_WHAT TO DO_
Scan the entries below for "pink" and copy each line that holds it.

_MATERIAL SHOWN_
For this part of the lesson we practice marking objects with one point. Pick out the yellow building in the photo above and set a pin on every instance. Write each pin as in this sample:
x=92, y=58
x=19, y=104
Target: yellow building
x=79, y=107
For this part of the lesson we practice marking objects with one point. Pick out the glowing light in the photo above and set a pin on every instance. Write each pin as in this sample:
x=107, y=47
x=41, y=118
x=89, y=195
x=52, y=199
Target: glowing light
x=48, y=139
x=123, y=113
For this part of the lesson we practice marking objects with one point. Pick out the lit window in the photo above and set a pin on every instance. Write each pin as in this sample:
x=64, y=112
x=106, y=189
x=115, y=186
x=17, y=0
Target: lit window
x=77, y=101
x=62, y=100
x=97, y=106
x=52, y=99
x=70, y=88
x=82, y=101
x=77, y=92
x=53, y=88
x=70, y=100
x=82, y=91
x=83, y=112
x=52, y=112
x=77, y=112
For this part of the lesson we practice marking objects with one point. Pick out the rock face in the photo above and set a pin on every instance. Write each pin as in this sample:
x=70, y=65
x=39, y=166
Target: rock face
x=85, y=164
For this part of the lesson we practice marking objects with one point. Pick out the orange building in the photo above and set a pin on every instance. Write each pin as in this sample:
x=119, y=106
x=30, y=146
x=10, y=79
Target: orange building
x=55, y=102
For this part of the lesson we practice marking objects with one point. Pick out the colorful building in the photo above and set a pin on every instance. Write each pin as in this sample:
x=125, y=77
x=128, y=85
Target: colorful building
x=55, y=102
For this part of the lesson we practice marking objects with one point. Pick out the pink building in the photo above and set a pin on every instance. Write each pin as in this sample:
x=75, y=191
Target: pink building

_SOLUTION FOR THIS PROBLEM_
For this part of the lesson we practice marking objects with one point. Pick out the pink building in the photo above and set a pin on every instance. Write each pin as in this sample:
Target: pink building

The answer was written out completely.